--- start ---

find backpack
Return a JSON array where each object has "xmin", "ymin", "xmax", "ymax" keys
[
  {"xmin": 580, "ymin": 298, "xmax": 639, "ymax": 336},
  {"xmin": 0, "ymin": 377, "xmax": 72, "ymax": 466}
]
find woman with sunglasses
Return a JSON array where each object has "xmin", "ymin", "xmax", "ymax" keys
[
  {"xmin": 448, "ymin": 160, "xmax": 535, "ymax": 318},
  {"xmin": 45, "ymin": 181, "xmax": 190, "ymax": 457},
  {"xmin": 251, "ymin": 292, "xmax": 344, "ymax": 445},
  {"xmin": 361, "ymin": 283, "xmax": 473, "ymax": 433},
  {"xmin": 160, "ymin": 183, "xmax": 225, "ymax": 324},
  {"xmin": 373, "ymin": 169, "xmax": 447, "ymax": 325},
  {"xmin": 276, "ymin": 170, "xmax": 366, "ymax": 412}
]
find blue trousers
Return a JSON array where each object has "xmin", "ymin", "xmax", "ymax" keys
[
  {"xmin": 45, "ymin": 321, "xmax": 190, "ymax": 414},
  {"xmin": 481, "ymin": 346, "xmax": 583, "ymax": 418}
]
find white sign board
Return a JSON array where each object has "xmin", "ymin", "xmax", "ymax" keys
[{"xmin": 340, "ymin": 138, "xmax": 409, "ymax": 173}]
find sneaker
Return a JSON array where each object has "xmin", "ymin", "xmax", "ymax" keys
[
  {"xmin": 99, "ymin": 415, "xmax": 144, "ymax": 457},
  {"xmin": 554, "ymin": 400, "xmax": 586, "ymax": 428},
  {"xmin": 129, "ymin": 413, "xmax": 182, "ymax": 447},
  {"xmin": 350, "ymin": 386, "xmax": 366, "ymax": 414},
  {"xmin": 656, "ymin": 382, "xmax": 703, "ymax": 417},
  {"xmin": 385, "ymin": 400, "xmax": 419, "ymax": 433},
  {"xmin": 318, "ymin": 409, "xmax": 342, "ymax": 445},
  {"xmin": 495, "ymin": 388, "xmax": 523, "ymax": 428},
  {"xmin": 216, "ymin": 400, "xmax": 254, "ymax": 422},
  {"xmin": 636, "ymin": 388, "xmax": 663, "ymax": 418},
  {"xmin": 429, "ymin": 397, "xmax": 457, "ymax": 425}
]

--- end ---

## Aim of the task
Rewrite all the rows above, replacing every "find" with "locate" and leaving everything else unchanged.

## Worked solution
locate backpack
Return a JSON array where each object has "xmin", "ymin", "xmax", "ymax" keys
[
  {"xmin": 580, "ymin": 298, "xmax": 639, "ymax": 336},
  {"xmin": 0, "ymin": 377, "xmax": 72, "ymax": 466}
]
locate woman with sunglasses
Return a JSON array where each object has "xmin", "ymin", "xmax", "ymax" keys
[
  {"xmin": 448, "ymin": 160, "xmax": 535, "ymax": 318},
  {"xmin": 45, "ymin": 181, "xmax": 190, "ymax": 457},
  {"xmin": 251, "ymin": 292, "xmax": 344, "ymax": 445},
  {"xmin": 361, "ymin": 283, "xmax": 473, "ymax": 433},
  {"xmin": 160, "ymin": 183, "xmax": 225, "ymax": 324},
  {"xmin": 373, "ymin": 169, "xmax": 447, "ymax": 325},
  {"xmin": 276, "ymin": 170, "xmax": 366, "ymax": 412}
]
locate blue trousers
Return a JSON array where each object has "xmin", "ymin", "xmax", "ymax" keys
[
  {"xmin": 45, "ymin": 321, "xmax": 190, "ymax": 414},
  {"xmin": 481, "ymin": 346, "xmax": 583, "ymax": 418}
]
locate white sign board
Return a JSON array where each object has "xmin", "ymin", "xmax", "ymax" keys
[{"xmin": 340, "ymin": 138, "xmax": 409, "ymax": 173}]
locate sneaker
Return a JSON array where each object has "xmin", "ymin", "xmax", "ymax" keys
[
  {"xmin": 99, "ymin": 415, "xmax": 144, "ymax": 457},
  {"xmin": 554, "ymin": 400, "xmax": 586, "ymax": 428},
  {"xmin": 129, "ymin": 413, "xmax": 182, "ymax": 447},
  {"xmin": 350, "ymin": 386, "xmax": 366, "ymax": 414},
  {"xmin": 656, "ymin": 382, "xmax": 703, "ymax": 417},
  {"xmin": 385, "ymin": 400, "xmax": 419, "ymax": 433},
  {"xmin": 318, "ymin": 409, "xmax": 342, "ymax": 445},
  {"xmin": 495, "ymin": 388, "xmax": 523, "ymax": 428},
  {"xmin": 216, "ymin": 400, "xmax": 254, "ymax": 422},
  {"xmin": 636, "ymin": 388, "xmax": 663, "ymax": 418},
  {"xmin": 429, "ymin": 397, "xmax": 457, "ymax": 425}
]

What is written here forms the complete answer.